#### [Written request 1]
Can you reproduce the rows below, everything from the line containing "locate forested hillside" down to the last row, with the requests kept? Scale every bounding-box coordinate in the answers by 0.3, round each to a whole number with halves going up, and leave the pictures out.
[Begin Selected excerpt]
The remainder of this paper is organized as follows. Section 2 presents a brief review of RBF, MFS, and the proposed MMFS. In Section 3, three benchmark test functions are used to validate the performance of the MMFS model, and the results and data analysis are presented. An engineering case is discussed to demonstrate that MMFS can be applied to real-world problems. Finally, the conclusions and future work are presented in Section 4.

2 MMFS Model

2.1 RBF Method

The RBF is a well-known surrogate model based on dataset interpolation, and it can solve multidimensional and nonlinear problems [40,41,42,43]. A key assumption is that the RBF uses linear combinations of radially symmetric functions based on the Euclidean distance to approximate the response functions. The RBF model is built from a set of n input vectors, \({\varvec{X}}={\left[{{\varvec{x}}}_{1},\boldsymbol{ }\boldsymbol{ }{{\varvec{x}}}_{2}, \cdots ,\boldsymbol{ }{{\varvec{x}}}_{n}\right]}^{\mathrm{T}}\)(\({\varvec{X}}\in {\mathbb{R}}^{n\times d}\)), yielding a vector of corresponding scalar responses \({\varvec{Y}}={\left[{y}_{1}, {y}_{2}, \cdots , {y}_{n}\right]}^{\mathrm{T}}\)(\({\varvec{Y}}\in {\mathbb{R}}^{n\times 1}\)), where \(n\) is the number of inputs, and the dimension of the input space is denoted \(d\), which is identical to the number of variables. The RBF predictor can be formulated as follows:

$$\widehat{y}\left({\varvec{x}}\right)=\sum_{i=1}^{n}\mathrm{\varphi }\left(\Vert {\varvec{x}}-{{\varvec{x}}}_{i}\Vert \right)\cdot {\lambda }_{i},$$
(1)

where \(\widehat{y}\left({\varvec{x}}\right)\) is the prediction of an evaluation point \({\varvec{x}}\), \(\mathrm{\varphi }\left(\Vert {\varvec{x}}-{{\varvec{x}}}_{i}\Vert \right)\) is the basis function representing the correlation between point \({\varvec{x}}\) and the \(i\)th sample point \({{\varvec{x}}}_{i}\) (\(i=1, 2, \cdots , n\)), \({\varvec{\lambda}}={[{\lambda }_{1},{\lambda }_{2},\dots ,{\lambda }_{n}]}^{\mathrm{T}}\) are the coefficients of the linear combinations. In this paper, the sample points \({\varvec{x}}\) are defined as the centers of the basic functions, and commonly used basis functions \(\varphi \left(\Vert {\varvec{x}}-{{\varvec{x}}}_{i}\Vert \right)\) are listed in Table 1.

Table 1 Basis functions of RBF

In Table 1, \(r=\Vert {\varvec{x}}-{{\varvec{x}}}_{i}\Vert =\sqrt{\sum_{j=1}^{d}{\left({x}^{j}-{x}_{i}^{j}\right)}^{2}}\) is the Euclidean norm of points \({\varvec{x}}\) and \({{\varvec{x}}}_{i}\).
[End Selected excerpt]
#### [Written request 2]
How would you sum up the excerpt above in three sentences?
[Begin Records]
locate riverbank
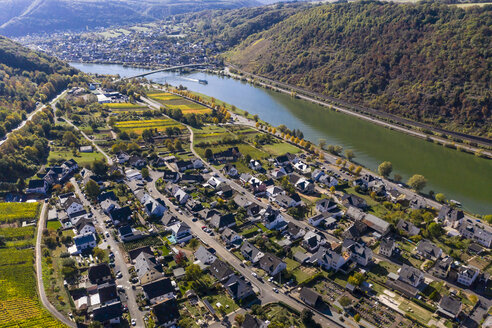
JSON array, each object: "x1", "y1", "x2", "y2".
[{"x1": 223, "y1": 67, "x2": 492, "y2": 159}]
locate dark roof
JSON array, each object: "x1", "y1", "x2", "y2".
[
  {"x1": 97, "y1": 283, "x2": 118, "y2": 303},
  {"x1": 88, "y1": 263, "x2": 111, "y2": 283},
  {"x1": 439, "y1": 295, "x2": 461, "y2": 316},
  {"x1": 210, "y1": 260, "x2": 234, "y2": 280},
  {"x1": 97, "y1": 191, "x2": 118, "y2": 203},
  {"x1": 128, "y1": 246, "x2": 154, "y2": 261},
  {"x1": 142, "y1": 278, "x2": 174, "y2": 300},
  {"x1": 92, "y1": 302, "x2": 123, "y2": 322},
  {"x1": 152, "y1": 298, "x2": 179, "y2": 324}
]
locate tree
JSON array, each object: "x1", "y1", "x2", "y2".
[
  {"x1": 345, "y1": 149, "x2": 355, "y2": 161},
  {"x1": 85, "y1": 179, "x2": 101, "y2": 199},
  {"x1": 234, "y1": 313, "x2": 244, "y2": 327},
  {"x1": 434, "y1": 193, "x2": 446, "y2": 203},
  {"x1": 378, "y1": 161, "x2": 393, "y2": 178},
  {"x1": 141, "y1": 167, "x2": 150, "y2": 179},
  {"x1": 407, "y1": 174, "x2": 427, "y2": 192},
  {"x1": 427, "y1": 222, "x2": 442, "y2": 238}
]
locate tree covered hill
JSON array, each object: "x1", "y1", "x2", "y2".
[
  {"x1": 0, "y1": 37, "x2": 78, "y2": 137},
  {"x1": 0, "y1": 0, "x2": 260, "y2": 37},
  {"x1": 226, "y1": 1, "x2": 492, "y2": 137}
]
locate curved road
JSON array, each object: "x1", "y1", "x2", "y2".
[{"x1": 35, "y1": 203, "x2": 76, "y2": 327}]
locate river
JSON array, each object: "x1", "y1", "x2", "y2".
[{"x1": 72, "y1": 63, "x2": 492, "y2": 214}]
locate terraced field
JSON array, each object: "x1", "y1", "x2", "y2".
[
  {"x1": 0, "y1": 203, "x2": 65, "y2": 328},
  {"x1": 148, "y1": 92, "x2": 212, "y2": 115},
  {"x1": 115, "y1": 119, "x2": 184, "y2": 134}
]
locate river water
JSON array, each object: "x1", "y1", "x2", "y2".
[{"x1": 72, "y1": 63, "x2": 492, "y2": 214}]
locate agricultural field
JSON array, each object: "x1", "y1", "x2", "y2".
[
  {"x1": 105, "y1": 103, "x2": 148, "y2": 112},
  {"x1": 48, "y1": 147, "x2": 104, "y2": 166},
  {"x1": 0, "y1": 203, "x2": 39, "y2": 223},
  {"x1": 148, "y1": 92, "x2": 212, "y2": 115},
  {"x1": 115, "y1": 118, "x2": 184, "y2": 134},
  {"x1": 0, "y1": 203, "x2": 64, "y2": 328}
]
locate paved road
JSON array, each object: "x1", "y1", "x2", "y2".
[
  {"x1": 70, "y1": 178, "x2": 145, "y2": 327},
  {"x1": 35, "y1": 203, "x2": 75, "y2": 327},
  {"x1": 0, "y1": 90, "x2": 67, "y2": 146}
]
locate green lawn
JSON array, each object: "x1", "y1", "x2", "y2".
[
  {"x1": 46, "y1": 220, "x2": 61, "y2": 230},
  {"x1": 48, "y1": 150, "x2": 104, "y2": 166}
]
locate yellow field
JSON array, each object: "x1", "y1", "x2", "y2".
[
  {"x1": 149, "y1": 92, "x2": 212, "y2": 114},
  {"x1": 115, "y1": 119, "x2": 184, "y2": 134}
]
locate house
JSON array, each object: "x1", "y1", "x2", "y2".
[
  {"x1": 68, "y1": 232, "x2": 97, "y2": 255},
  {"x1": 248, "y1": 159, "x2": 262, "y2": 171},
  {"x1": 396, "y1": 219, "x2": 420, "y2": 237},
  {"x1": 125, "y1": 169, "x2": 142, "y2": 181},
  {"x1": 342, "y1": 239, "x2": 372, "y2": 266},
  {"x1": 221, "y1": 228, "x2": 242, "y2": 246},
  {"x1": 308, "y1": 247, "x2": 350, "y2": 271},
  {"x1": 224, "y1": 274, "x2": 254, "y2": 300},
  {"x1": 194, "y1": 246, "x2": 217, "y2": 265},
  {"x1": 222, "y1": 164, "x2": 238, "y2": 178},
  {"x1": 135, "y1": 252, "x2": 162, "y2": 284},
  {"x1": 92, "y1": 301, "x2": 123, "y2": 325},
  {"x1": 456, "y1": 266, "x2": 480, "y2": 287},
  {"x1": 437, "y1": 205, "x2": 465, "y2": 229},
  {"x1": 75, "y1": 219, "x2": 96, "y2": 235},
  {"x1": 458, "y1": 219, "x2": 492, "y2": 248},
  {"x1": 286, "y1": 222, "x2": 306, "y2": 240},
  {"x1": 240, "y1": 241, "x2": 265, "y2": 264},
  {"x1": 171, "y1": 221, "x2": 193, "y2": 244},
  {"x1": 437, "y1": 295, "x2": 462, "y2": 319},
  {"x1": 398, "y1": 264, "x2": 424, "y2": 288},
  {"x1": 302, "y1": 231, "x2": 326, "y2": 253},
  {"x1": 415, "y1": 239, "x2": 442, "y2": 261},
  {"x1": 379, "y1": 237, "x2": 396, "y2": 257},
  {"x1": 161, "y1": 211, "x2": 179, "y2": 227},
  {"x1": 209, "y1": 260, "x2": 234, "y2": 282},
  {"x1": 173, "y1": 186, "x2": 190, "y2": 205},
  {"x1": 152, "y1": 298, "x2": 180, "y2": 327},
  {"x1": 316, "y1": 198, "x2": 337, "y2": 213},
  {"x1": 116, "y1": 152, "x2": 130, "y2": 164},
  {"x1": 142, "y1": 278, "x2": 176, "y2": 304},
  {"x1": 128, "y1": 155, "x2": 147, "y2": 170},
  {"x1": 241, "y1": 313, "x2": 268, "y2": 328},
  {"x1": 109, "y1": 206, "x2": 132, "y2": 226},
  {"x1": 260, "y1": 206, "x2": 286, "y2": 230},
  {"x1": 342, "y1": 194, "x2": 367, "y2": 209},
  {"x1": 162, "y1": 170, "x2": 180, "y2": 183},
  {"x1": 259, "y1": 253, "x2": 287, "y2": 277},
  {"x1": 26, "y1": 179, "x2": 49, "y2": 194},
  {"x1": 210, "y1": 213, "x2": 236, "y2": 230},
  {"x1": 429, "y1": 256, "x2": 453, "y2": 279},
  {"x1": 87, "y1": 263, "x2": 113, "y2": 285},
  {"x1": 233, "y1": 195, "x2": 253, "y2": 208},
  {"x1": 299, "y1": 287, "x2": 323, "y2": 308}
]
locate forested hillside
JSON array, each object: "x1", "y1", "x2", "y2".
[
  {"x1": 227, "y1": 1, "x2": 492, "y2": 137},
  {"x1": 0, "y1": 37, "x2": 77, "y2": 138},
  {"x1": 0, "y1": 0, "x2": 260, "y2": 37}
]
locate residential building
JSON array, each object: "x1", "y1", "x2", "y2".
[{"x1": 259, "y1": 253, "x2": 287, "y2": 277}]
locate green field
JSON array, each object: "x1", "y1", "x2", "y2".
[
  {"x1": 48, "y1": 148, "x2": 104, "y2": 166},
  {"x1": 0, "y1": 203, "x2": 65, "y2": 328},
  {"x1": 148, "y1": 92, "x2": 212, "y2": 114},
  {"x1": 115, "y1": 118, "x2": 184, "y2": 134},
  {"x1": 0, "y1": 203, "x2": 39, "y2": 223}
]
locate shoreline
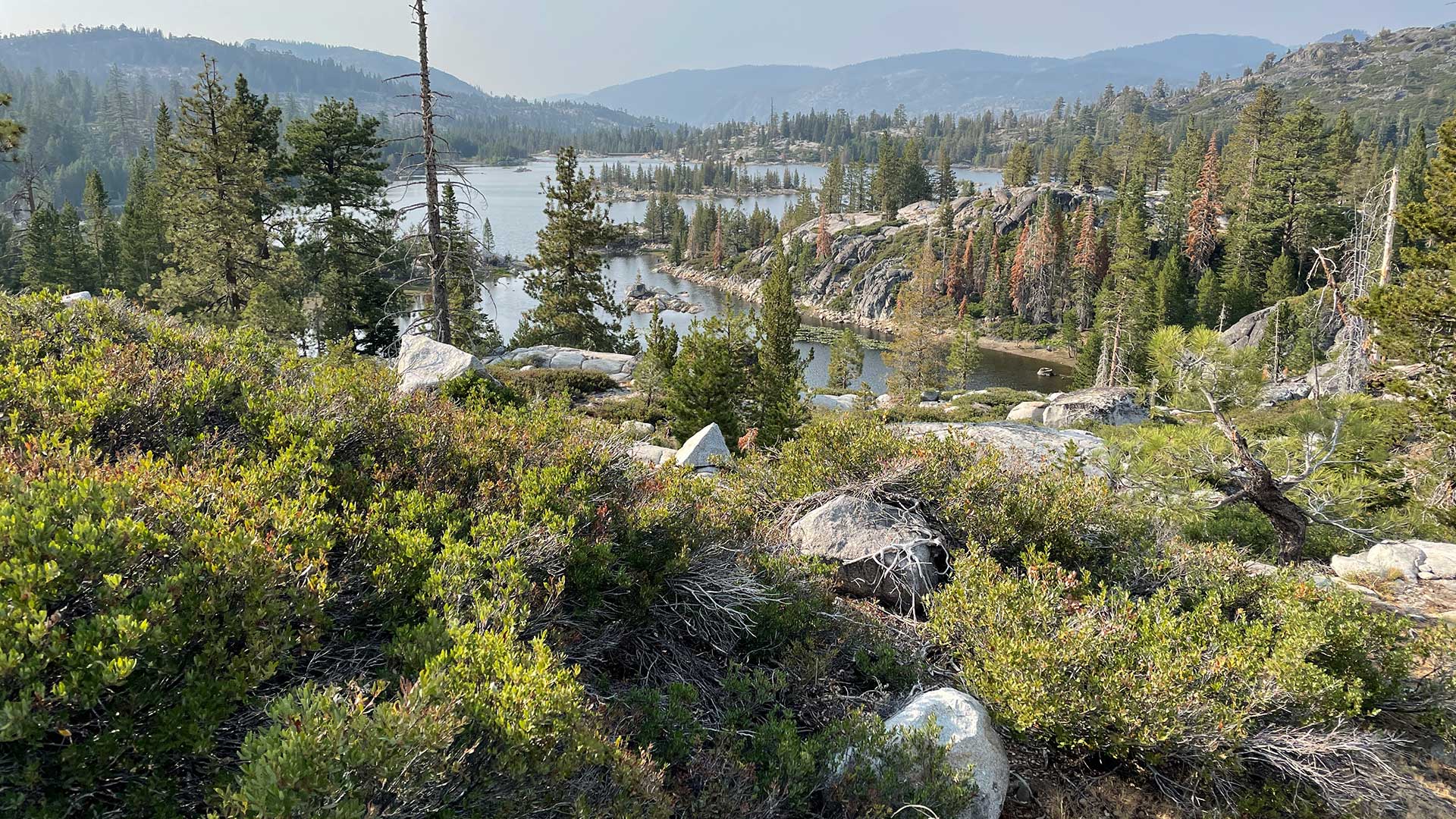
[End Records]
#### [Correct result 1]
locate forested hillside
JSON array, each object: "x1", "y1", "x2", "y2".
[
  {"x1": 68, "y1": 0, "x2": 148, "y2": 41},
  {"x1": 0, "y1": 11, "x2": 23, "y2": 41},
  {"x1": 0, "y1": 0, "x2": 78, "y2": 11}
]
locate residential building
JSON array, each object: "x1", "y1", "x2", "y2".
[{"x1": 78, "y1": 76, "x2": 86, "y2": 83}]
locate green field
JSON array, each object: "x1", "y1", "x2", "y2".
[
  {"x1": 14, "y1": 44, "x2": 31, "y2": 50},
  {"x1": 0, "y1": 61, "x2": 20, "y2": 98},
  {"x1": 44, "y1": 28, "x2": 64, "y2": 34},
  {"x1": 35, "y1": 35, "x2": 55, "y2": 40},
  {"x1": 0, "y1": 61, "x2": 12, "y2": 67}
]
locate shoreline

#### [Correct result 2]
The paper reviews RBF, MFS, and the proposed MMFS in Section 2. It then tests MMFS on three benchmark functions in Section 3, discusses an engineering case, and closes with conclusions and future work in Section 4. The RBF is a surrogate model based on dataset interpolation that approximates response functions with linear combinations of radially symmetric functions of the Euclidean distance, and it predicts a point's value as the coefficient-weighted sum of basis functions centered on the sample points.